### EXCERPT PROVIDED
For much of last year, private equity trusts languished in a dealmaking ‘drought’ thanks to a combination of high interest rates and widespread economic uncertainty.
However, an uptick in share price performance at the end of last year and through the beginning of 2026 suggests a softening in sentiment towards the beleaguered sector. That said, private equity trusts are an eclectic bunch and performance has varied.
Broadly, private equity trusts can be split into two camps: traditional private equity, with trusts focused on buyouts, and growth capital, which is more similar to venture capital investing.
Of the two subsectors, growth capital has been the stronger performer over the past year and, within this category, clear frontrunners are emerging.
Read more from Investors’ Chronicle
Traditional private equity trusts
A lack of deal activity has led to muted net asset value (NAV) performance across traditional private equity trusts in recent years. Over the past year, direct private equity trusts saw an average NAV total return of just 2 per cent, while private equity fund of funds saw an average NAV total return of only 5 per cent.
However, during this same period, share prices have started to recover. Over the past year, direct funds returned 11 per cent, on average, while funds of funds returned 19 per cent.
William Heathcoat Amory, managing partner at Kepler Partners, argues that historically share price growth has been a good indicator that NAV growth will soon follow.
Given that discounts across the sector are currently very wide, 17.2 per cent on average for direct private equity trusts, and 24.5 per cent on average for fund of funds, this could be a good buying opportunity for investors, Heathcoat Amory said.

### SHORT PROBLEM
Could you copy out the whole piece on private equity trusts above, word for word?

### RECORDS PROVIDED
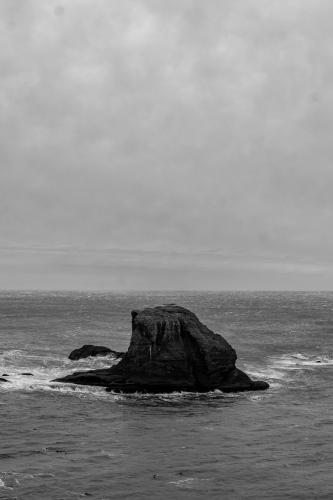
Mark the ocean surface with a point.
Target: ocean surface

==

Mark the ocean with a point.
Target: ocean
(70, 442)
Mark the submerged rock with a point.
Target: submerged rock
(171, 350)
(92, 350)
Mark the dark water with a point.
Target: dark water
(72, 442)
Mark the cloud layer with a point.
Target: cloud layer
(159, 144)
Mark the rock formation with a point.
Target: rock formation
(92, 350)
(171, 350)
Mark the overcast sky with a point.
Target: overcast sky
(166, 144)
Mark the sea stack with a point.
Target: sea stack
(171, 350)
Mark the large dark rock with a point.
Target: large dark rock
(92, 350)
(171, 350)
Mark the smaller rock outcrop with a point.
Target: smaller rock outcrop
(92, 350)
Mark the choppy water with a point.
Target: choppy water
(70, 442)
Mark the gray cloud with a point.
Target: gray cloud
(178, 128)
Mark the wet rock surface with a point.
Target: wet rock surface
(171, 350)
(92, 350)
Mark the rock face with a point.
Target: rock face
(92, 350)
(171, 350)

### SOLUTION BELOW
For much of last year, private equity trusts languished in a dealmaking ‘drought’ thanks to a combination of high interest rates and widespread economic uncertainty.
However, an uptick in share price performance at the end of last year and through the beginning of 2026 suggests a softening in sentiment towards the beleaguered sector. That said, private equity trusts are an eclectic bunch and performance has varied.
Broadly, private equity trusts can be split into two camps: traditional private equity, with trusts focused on buyouts, and growth capital, which is more similar to venture capital investing.
Of the two subsectors, growth capital has been the stronger performer over the past year and, within this category, clear frontrunners are emerging.
Read more from Investors’ Chronicle
Traditional private equity trusts
A lack of deal activity has led to muted net asset value (NAV) performance across traditional private equity trusts in recent years. Over the past year, direct private equity trusts saw an average NAV total return of just 2 per cent, while private equity fund of funds saw an average NAV total return of only 5 per cent.
However, during this same period, share prices have started to recover. Over the past year, direct funds returned 11 per cent, on average, while funds of funds returned 19 per cent.
William Heathcoat Amory, managing partner at Kepler Partners, argues that historically share price growth has been a good indicator that NAV growth will soon follow.
Given that discounts across the sector are currently very wide, 17.2 per cent on average for direct private equity trusts, and 24.5 per cent on average for fund of funds, this could be a good buying opportunity for investors, Heathcoat Amory said.